Requisitos do exercício:
1/ De acordo com o texto sobre o novo imposto, qual seria a finalidade da Contribuição Previdenciária?
2/ Indique se cada afirmação concorda com o texto sobre o novo imposto, respondendo sim ou não e citando o trecho que decide: (a) Mourão afirmou que a decisão final cabe a Bolsonaro. (b) Guedes apresentou a proposta em um grande evento aberto ao público. (c) Luiz Antonio Nabhan Garcia preside a União Democrática Ruralista.
3/ Por favor, prossiga com o texto sobre o novo imposto a partir da última frase apresentada.

Texto extraído:
Jair Bolsonaro - Reprodução

De acordo com a coluna de Mônica Bergamo, na Folha, o novo imposto sobre movimentações financeiras se chamaria Contribuição Previdenciária e serviria para financiar o INSS. Por outro lado, Guedes estaria estudando eliminar a contribuição patronal para a Previdência, que incide sobre a folha de salário. A reação ao novo tributo, contudo, foi imediata.

“Nossa equipe econômica trabalha para redução de carga tributária, desburocratização e desregulamentações. Chega de impostos é o nosso lema! Somos e faremos diferente. Esse é o Brasil que queremos!”, escreveu Bolsonaro nas redes sociais.

O assanhado vice na chapa de Bolsonaro, o general da reserva do Exército, Hamilton Mourão (PRTB), correu para colocar-se logo contra a proposta de Paulo Guedes, explicitada em encontro com um pequeno grupo reunido pela GPS Investimentos, especialista em gestão de grandes fortunas. “Eu sou a favor da redução de impostos como forma de dar uma alavancada. Agora, o Paulo Guedes está fazendo os estudos dele e a última instância é o Bolsonaro, o Bolsonaro que vai decidir”, disse Mourão.

Empresários que engrossaram a campanha do pato da Fiesp, contra a carga tributária brasileira, logo se movimentaram para deixar clara a insatisfação com o anúncio de Guedes. Conselheiro de Bolsonaro, Luiz Antonio Nabhan Garcia, presidente da União Democrática Ruralista, estranhou a proposta o economista liberal. "Deve haver algum desacerto, alguma desinformação, pois tivemos uma reunião com Guedes na tarde de ontem e nada disso foi falado", declarou à Folha, insistindo que Bolsonaro tem se comprometido com a redução de impostos.

Material fornecido:
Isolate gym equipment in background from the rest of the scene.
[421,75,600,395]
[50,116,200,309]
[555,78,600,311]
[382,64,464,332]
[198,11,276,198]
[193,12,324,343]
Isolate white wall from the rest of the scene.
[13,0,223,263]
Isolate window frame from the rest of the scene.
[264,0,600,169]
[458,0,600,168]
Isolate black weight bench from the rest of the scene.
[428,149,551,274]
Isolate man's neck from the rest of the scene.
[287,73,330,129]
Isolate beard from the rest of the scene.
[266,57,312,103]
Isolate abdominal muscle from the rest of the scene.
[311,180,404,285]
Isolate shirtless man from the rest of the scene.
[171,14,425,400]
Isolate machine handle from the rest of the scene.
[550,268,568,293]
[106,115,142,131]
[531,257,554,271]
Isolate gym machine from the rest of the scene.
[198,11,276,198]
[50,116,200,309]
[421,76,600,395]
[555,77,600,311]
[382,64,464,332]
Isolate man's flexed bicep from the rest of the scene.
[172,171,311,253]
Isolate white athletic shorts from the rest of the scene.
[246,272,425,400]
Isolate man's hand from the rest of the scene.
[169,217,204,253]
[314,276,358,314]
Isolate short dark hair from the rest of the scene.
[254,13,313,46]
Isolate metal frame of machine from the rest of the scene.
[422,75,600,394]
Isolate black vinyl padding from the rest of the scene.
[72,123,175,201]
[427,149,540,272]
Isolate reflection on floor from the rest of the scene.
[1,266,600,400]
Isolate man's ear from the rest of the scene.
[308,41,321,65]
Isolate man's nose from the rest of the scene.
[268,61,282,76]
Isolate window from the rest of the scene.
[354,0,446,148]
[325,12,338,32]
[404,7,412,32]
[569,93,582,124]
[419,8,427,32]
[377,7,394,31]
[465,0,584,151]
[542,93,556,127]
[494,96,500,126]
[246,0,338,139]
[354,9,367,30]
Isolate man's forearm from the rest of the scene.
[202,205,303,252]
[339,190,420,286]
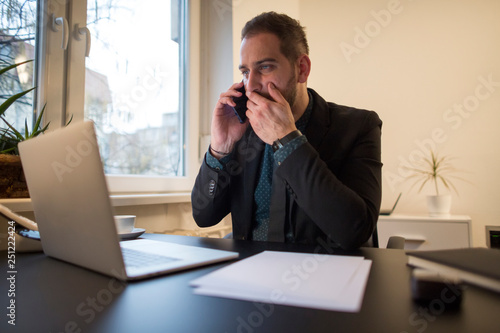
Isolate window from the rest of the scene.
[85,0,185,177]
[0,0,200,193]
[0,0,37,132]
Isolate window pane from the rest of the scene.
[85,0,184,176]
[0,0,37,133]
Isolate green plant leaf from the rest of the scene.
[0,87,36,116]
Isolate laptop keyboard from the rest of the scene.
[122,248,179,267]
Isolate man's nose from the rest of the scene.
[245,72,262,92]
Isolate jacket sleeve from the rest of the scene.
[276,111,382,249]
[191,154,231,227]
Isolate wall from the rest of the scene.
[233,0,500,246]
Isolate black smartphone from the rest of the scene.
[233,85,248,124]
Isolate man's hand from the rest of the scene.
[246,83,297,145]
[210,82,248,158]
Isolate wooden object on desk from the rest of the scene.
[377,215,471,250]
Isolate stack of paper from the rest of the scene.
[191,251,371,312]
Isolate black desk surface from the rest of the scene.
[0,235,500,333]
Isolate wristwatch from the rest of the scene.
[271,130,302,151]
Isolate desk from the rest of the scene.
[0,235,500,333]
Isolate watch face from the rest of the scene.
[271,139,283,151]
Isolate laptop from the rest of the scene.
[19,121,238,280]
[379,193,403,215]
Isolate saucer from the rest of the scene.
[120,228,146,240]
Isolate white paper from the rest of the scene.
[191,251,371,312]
==
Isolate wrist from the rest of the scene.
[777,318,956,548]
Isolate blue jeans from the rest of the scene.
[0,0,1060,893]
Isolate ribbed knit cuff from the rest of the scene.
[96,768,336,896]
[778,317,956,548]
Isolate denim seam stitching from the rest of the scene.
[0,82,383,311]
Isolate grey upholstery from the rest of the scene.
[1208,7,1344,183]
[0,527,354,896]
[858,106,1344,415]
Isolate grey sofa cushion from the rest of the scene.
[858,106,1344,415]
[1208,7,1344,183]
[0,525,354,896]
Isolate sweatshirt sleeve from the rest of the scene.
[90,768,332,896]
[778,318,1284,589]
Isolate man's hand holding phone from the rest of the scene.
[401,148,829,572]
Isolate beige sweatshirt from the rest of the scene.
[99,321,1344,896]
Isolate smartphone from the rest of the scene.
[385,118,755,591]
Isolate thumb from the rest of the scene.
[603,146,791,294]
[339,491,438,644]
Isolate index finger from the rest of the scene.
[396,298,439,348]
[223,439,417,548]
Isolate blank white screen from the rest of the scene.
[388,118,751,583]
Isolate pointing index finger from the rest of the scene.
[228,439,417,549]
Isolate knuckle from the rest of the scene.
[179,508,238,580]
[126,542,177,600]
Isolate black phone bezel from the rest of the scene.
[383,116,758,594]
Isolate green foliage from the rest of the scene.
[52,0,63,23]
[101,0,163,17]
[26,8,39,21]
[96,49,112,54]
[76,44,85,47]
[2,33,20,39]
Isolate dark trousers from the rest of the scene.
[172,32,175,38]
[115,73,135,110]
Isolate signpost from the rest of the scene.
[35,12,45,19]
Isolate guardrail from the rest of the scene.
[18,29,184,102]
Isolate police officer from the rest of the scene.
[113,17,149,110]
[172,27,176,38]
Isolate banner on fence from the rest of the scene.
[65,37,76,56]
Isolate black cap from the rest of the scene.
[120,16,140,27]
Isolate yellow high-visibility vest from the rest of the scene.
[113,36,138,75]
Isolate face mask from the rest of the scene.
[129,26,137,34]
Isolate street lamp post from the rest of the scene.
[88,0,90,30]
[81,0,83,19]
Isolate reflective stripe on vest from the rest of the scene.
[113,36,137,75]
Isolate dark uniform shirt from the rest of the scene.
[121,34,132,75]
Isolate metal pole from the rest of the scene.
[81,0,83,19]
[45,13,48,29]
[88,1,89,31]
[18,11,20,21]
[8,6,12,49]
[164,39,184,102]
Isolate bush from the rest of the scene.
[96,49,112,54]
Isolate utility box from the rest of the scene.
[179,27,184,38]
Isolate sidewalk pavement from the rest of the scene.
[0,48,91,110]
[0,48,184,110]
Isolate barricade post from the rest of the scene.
---
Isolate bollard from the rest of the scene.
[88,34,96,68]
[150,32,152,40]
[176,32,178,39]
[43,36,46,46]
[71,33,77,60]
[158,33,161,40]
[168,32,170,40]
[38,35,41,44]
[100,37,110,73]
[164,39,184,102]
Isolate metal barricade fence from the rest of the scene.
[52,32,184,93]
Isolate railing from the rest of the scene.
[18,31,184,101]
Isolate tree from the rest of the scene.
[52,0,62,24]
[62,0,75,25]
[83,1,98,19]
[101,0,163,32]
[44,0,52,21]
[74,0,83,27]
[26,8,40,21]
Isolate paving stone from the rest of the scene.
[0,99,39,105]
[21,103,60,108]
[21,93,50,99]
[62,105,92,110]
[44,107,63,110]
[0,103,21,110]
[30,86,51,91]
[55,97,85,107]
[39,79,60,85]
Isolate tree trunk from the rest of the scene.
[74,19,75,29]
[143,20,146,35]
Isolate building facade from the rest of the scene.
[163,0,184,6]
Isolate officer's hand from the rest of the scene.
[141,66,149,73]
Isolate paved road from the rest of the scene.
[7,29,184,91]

Resultados do exercício:
1/ Financiar o INSS.

2/
(a) Sim: "a última instância é o Bolsonaro, o Bolsonaro que vai decidir".
(b) Não: "explicitada em encontro com um pequeno grupo reunido pela GPS Investimentos".
(c) Sim: "Luiz Antonio Nabhan Garcia, presidente da União Democrática Ruralista".

3/
Se até então Guedes era tratado como o “guru” de Bolsonaro, que durante entrevistas tem delegado a ele todo o poder de decidir a política econômica do país, agora a situação parece ter mudado. "O presidente é quem sempre decidirá o que é mais oportuno. O papel dele [Guedes] é de indicar alternativas", afirmou o coordenador da campanha de Jair Bolsonaro em São Paulo, Major Olímpio.

Mais tarde, no final da tarde desta quarta, o prprio Guedes veio a público explicar que sua ideia é a substituição de todos os impostos federais por um único imposto, que incidiria sobre as transações financeiras de forma semelhante à antiga CPMF. Segundo ele, o compromisso do programa de governo de Bolsonaro é com a simplificação, a redução e eliminação de impostos. "O nosso projeto é liberal. Quem disse que nós queremos aumentar impostos?", acalmou os aliados.

O ataque de empresários e liberais aos impostos não é algo novo. O discurso falacioso da categoria, contudo, omite a necessária discussão sobre o assunto no país, que é a de que a carga tributária no país não é alta, mas, sim, injusta. Quem ganha menos paga mais, enquanto os ricos pagam muito pouco.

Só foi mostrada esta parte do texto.